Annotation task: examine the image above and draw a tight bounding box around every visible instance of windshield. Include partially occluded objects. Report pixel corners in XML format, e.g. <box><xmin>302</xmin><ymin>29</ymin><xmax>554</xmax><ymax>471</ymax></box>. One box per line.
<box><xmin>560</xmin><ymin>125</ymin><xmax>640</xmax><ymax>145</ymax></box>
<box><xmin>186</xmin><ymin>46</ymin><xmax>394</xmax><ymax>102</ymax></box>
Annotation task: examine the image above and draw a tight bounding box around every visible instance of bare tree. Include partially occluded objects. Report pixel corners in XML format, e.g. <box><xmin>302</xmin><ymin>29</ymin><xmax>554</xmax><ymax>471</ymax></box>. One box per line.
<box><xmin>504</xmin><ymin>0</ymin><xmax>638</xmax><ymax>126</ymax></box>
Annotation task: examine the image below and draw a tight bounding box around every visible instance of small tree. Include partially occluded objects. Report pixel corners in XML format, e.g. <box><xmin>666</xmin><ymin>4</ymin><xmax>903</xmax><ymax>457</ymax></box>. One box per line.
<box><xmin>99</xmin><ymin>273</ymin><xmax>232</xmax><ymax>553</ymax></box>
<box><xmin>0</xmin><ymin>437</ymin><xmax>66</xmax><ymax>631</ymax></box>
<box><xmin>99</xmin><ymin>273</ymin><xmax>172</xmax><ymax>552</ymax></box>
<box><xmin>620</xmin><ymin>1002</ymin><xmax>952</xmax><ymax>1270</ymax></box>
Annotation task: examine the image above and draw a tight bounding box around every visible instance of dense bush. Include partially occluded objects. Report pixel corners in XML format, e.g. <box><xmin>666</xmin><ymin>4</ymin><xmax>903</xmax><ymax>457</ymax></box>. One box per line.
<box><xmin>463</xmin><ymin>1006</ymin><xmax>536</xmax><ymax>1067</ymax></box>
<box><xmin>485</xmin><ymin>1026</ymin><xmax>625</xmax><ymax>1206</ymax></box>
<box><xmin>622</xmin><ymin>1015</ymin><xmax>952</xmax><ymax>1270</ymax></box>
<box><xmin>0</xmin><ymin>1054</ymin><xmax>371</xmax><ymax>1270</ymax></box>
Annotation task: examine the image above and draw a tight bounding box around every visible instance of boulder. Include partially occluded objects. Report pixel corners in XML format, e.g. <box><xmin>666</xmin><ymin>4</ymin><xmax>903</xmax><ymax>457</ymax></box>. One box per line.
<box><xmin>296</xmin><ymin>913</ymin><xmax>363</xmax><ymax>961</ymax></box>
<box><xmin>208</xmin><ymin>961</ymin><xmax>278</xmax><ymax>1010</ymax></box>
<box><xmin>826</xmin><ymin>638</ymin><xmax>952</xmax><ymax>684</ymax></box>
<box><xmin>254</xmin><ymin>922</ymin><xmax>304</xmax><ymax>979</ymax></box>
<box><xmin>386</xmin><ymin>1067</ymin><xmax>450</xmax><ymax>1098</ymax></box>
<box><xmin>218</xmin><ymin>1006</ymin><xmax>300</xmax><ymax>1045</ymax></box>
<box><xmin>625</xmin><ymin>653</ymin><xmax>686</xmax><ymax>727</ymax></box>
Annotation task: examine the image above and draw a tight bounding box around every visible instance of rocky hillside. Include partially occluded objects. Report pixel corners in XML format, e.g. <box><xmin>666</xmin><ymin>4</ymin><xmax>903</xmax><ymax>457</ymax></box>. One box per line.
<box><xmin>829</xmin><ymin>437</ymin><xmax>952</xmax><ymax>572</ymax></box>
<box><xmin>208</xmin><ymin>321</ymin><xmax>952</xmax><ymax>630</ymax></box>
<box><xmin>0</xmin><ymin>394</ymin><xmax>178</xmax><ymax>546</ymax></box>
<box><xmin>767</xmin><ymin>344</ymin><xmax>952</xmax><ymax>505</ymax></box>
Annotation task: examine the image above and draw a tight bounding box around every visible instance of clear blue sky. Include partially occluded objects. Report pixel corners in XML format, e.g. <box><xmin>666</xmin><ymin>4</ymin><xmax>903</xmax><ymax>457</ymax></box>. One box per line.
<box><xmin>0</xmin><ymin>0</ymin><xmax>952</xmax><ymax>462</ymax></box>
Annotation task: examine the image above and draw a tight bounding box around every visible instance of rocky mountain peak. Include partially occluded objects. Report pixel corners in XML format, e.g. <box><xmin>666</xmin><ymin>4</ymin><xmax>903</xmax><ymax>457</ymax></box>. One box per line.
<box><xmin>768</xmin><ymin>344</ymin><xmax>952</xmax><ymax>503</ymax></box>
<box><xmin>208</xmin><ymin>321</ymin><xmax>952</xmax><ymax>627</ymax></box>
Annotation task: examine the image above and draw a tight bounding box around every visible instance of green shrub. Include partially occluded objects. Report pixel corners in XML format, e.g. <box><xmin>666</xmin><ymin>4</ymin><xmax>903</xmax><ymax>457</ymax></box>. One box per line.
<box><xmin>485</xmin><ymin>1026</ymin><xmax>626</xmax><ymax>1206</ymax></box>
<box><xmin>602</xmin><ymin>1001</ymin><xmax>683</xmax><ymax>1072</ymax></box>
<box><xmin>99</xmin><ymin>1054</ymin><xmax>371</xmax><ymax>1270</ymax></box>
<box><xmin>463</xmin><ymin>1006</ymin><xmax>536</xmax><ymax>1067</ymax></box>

- Written request -
Reproduce every item above verbatim, line for line, with nothing changed.

- Reply to the task -
Annotation task: examine the image above and draw a tight bounding box around every visible instance of windshield. Include partially occluded objects. Report pixel corners in XML format, e.g. <box><xmin>302</xmin><ymin>29</ymin><xmax>554</xmax><ymax>471</ymax></box>. One box per line.
<box><xmin>560</xmin><ymin>125</ymin><xmax>640</xmax><ymax>145</ymax></box>
<box><xmin>186</xmin><ymin>46</ymin><xmax>394</xmax><ymax>102</ymax></box>
Annotation task: examine the image above and draw a tight bounding box around every visible instance of bare tree. Include partially occluded objects. Report pixel corners in XML format, e.g. <box><xmin>302</xmin><ymin>29</ymin><xmax>554</xmax><ymax>471</ymax></box>. One box per line.
<box><xmin>504</xmin><ymin>0</ymin><xmax>638</xmax><ymax>126</ymax></box>
Annotation task: examine the image below and draw a tight bounding box around every visible instance of small tree. Include partially occluded objects. Report pixel corners in XML format, e.g. <box><xmin>666</xmin><ymin>4</ymin><xmax>903</xmax><ymax>457</ymax></box>. One box per line.
<box><xmin>99</xmin><ymin>273</ymin><xmax>232</xmax><ymax>553</ymax></box>
<box><xmin>0</xmin><ymin>437</ymin><xmax>66</xmax><ymax>631</ymax></box>
<box><xmin>99</xmin><ymin>273</ymin><xmax>172</xmax><ymax>552</ymax></box>
<box><xmin>620</xmin><ymin>1002</ymin><xmax>952</xmax><ymax>1270</ymax></box>
Annotation task: examine the image above and draw a tight bounding box around every visible instance of dense bush. Include partially occluded objects. Report pixel corners in XML format, e.g. <box><xmin>666</xmin><ymin>4</ymin><xmax>903</xmax><ymax>457</ymax></box>. One box per line.
<box><xmin>463</xmin><ymin>1006</ymin><xmax>536</xmax><ymax>1067</ymax></box>
<box><xmin>485</xmin><ymin>1026</ymin><xmax>625</xmax><ymax>1206</ymax></box>
<box><xmin>622</xmin><ymin>1015</ymin><xmax>952</xmax><ymax>1270</ymax></box>
<box><xmin>0</xmin><ymin>1054</ymin><xmax>371</xmax><ymax>1270</ymax></box>
Annotation task: examine the image above and draw a tight bounding box around every visible instance of boulder. Include partially occluded objects. Report pixel corners in XML format, e.g. <box><xmin>666</xmin><ymin>4</ymin><xmax>903</xmax><ymax>457</ymax></box>. One box per line.
<box><xmin>296</xmin><ymin>913</ymin><xmax>363</xmax><ymax>961</ymax></box>
<box><xmin>208</xmin><ymin>961</ymin><xmax>278</xmax><ymax>1010</ymax></box>
<box><xmin>826</xmin><ymin>638</ymin><xmax>952</xmax><ymax>684</ymax></box>
<box><xmin>254</xmin><ymin>922</ymin><xmax>304</xmax><ymax>979</ymax></box>
<box><xmin>386</xmin><ymin>1067</ymin><xmax>450</xmax><ymax>1098</ymax></box>
<box><xmin>218</xmin><ymin>1006</ymin><xmax>300</xmax><ymax>1045</ymax></box>
<box><xmin>625</xmin><ymin>653</ymin><xmax>686</xmax><ymax>727</ymax></box>
Annotation task: examine the image above and draw a tight bounding box around every visible instance of rocky hillside. Include partially occluded objects. Report pixel corners in XML format, e.g. <box><xmin>666</xmin><ymin>4</ymin><xmax>903</xmax><ymax>457</ymax></box>. One box per line.
<box><xmin>829</xmin><ymin>437</ymin><xmax>952</xmax><ymax>572</ymax></box>
<box><xmin>208</xmin><ymin>321</ymin><xmax>952</xmax><ymax>630</ymax></box>
<box><xmin>0</xmin><ymin>394</ymin><xmax>178</xmax><ymax>546</ymax></box>
<box><xmin>767</xmin><ymin>344</ymin><xmax>952</xmax><ymax>505</ymax></box>
Annotation task: examine the image above and draw a tight bounding box around every visible instance of clear blue sky. Include partially occluded objects. Report pixel corners in XML format, e.g. <box><xmin>666</xmin><ymin>4</ymin><xmax>903</xmax><ymax>457</ymax></box>. One box per line.
<box><xmin>0</xmin><ymin>0</ymin><xmax>952</xmax><ymax>462</ymax></box>
Annotation task: examine the image above and draw a tight bounding box around every visible instance of rocky mountain peak. Include partially occluded objects. Report pixel corners in XML format, e.g. <box><xmin>666</xmin><ymin>4</ymin><xmax>903</xmax><ymax>457</ymax></box>. One box per line.
<box><xmin>768</xmin><ymin>344</ymin><xmax>952</xmax><ymax>503</ymax></box>
<box><xmin>208</xmin><ymin>321</ymin><xmax>952</xmax><ymax>627</ymax></box>
Annotation task: examine the image above and draw a tight bounding box around every visible instance of green shrub. Include partially occluded objects. Report pixel corners in XML format, e.g. <box><xmin>666</xmin><ymin>4</ymin><xmax>903</xmax><ymax>457</ymax></box>. One box per line.
<box><xmin>485</xmin><ymin>1026</ymin><xmax>626</xmax><ymax>1206</ymax></box>
<box><xmin>602</xmin><ymin>1001</ymin><xmax>683</xmax><ymax>1072</ymax></box>
<box><xmin>99</xmin><ymin>1054</ymin><xmax>371</xmax><ymax>1270</ymax></box>
<box><xmin>463</xmin><ymin>1006</ymin><xmax>536</xmax><ymax>1067</ymax></box>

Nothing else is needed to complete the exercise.